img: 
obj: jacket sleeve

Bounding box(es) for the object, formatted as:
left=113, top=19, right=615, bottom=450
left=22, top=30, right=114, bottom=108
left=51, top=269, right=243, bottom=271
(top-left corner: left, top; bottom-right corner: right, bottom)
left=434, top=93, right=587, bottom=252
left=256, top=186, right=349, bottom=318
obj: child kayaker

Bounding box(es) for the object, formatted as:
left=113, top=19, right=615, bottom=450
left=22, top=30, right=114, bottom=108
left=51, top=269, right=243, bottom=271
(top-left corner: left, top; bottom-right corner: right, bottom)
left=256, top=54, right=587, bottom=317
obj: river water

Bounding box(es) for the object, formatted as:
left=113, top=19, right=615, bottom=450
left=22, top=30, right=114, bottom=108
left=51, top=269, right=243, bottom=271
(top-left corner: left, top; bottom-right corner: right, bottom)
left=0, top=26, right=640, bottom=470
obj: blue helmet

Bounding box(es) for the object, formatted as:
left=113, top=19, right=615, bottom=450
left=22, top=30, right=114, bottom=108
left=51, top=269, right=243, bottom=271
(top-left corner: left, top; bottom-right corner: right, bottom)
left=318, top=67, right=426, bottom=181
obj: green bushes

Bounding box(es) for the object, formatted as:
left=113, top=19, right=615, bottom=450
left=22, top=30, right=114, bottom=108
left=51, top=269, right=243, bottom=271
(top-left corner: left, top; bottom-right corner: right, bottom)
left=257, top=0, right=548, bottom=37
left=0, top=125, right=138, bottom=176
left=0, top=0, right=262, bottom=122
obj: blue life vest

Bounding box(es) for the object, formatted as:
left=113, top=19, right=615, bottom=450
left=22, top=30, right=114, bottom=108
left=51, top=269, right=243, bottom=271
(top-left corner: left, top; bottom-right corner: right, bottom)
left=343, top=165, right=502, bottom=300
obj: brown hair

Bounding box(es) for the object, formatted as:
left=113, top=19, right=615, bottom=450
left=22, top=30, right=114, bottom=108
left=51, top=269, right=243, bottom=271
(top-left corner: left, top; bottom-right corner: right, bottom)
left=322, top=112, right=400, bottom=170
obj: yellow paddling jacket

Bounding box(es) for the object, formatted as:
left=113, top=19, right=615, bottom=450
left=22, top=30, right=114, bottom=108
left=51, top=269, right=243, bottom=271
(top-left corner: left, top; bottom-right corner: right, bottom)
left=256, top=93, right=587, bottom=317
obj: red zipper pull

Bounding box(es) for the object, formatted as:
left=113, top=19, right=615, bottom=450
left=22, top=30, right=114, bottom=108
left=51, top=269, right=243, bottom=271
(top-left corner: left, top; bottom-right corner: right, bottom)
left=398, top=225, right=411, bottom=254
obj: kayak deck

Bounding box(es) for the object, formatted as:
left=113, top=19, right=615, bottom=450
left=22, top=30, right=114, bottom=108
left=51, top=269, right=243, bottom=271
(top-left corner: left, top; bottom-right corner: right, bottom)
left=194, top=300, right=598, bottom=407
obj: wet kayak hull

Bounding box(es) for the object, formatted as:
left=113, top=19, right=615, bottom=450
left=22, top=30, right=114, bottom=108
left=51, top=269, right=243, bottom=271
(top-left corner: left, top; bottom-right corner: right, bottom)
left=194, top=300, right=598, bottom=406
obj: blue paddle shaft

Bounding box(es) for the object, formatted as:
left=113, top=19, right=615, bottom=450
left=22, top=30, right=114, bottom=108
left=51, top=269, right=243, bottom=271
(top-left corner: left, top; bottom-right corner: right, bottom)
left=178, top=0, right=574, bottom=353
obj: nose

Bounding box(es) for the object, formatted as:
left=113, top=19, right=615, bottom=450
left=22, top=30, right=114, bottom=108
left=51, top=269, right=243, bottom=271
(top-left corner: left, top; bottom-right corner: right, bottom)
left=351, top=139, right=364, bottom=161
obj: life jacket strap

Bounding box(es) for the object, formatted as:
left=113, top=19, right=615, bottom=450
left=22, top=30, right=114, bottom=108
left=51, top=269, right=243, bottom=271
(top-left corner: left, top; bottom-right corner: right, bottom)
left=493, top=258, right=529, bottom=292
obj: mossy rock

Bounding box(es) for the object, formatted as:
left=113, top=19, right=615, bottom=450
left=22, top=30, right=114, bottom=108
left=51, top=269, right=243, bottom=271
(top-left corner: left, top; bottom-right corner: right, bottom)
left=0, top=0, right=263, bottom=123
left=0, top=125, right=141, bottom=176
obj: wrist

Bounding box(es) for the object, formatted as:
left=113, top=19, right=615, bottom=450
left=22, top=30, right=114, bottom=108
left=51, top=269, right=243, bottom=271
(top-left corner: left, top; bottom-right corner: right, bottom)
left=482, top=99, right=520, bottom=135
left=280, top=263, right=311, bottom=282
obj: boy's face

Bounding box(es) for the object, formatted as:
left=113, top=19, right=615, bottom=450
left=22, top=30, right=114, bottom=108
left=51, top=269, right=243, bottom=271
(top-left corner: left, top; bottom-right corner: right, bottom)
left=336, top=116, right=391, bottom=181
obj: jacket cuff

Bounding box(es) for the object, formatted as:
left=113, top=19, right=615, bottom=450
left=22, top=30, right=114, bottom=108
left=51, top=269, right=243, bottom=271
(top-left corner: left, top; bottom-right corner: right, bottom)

Esercizio:
Converti in una lista JSON di stringhe le righe che vanno dalla prima fino a quella contenente "left=256, top=186, right=349, bottom=318", entrambe incluse. Ogni riga diventa una stringa e le righe vuote vanno omesse.

Soluzione:
[
  "img: ",
  "obj: jacket sleeve",
  "Bounding box(es) for the object, formatted as:",
  "left=113, top=19, right=615, bottom=450",
  "left=22, top=30, right=114, bottom=108",
  "left=51, top=269, right=243, bottom=271",
  "(top-left corner: left, top; bottom-right corner: right, bottom)",
  "left=434, top=93, right=587, bottom=252",
  "left=256, top=186, right=349, bottom=318"
]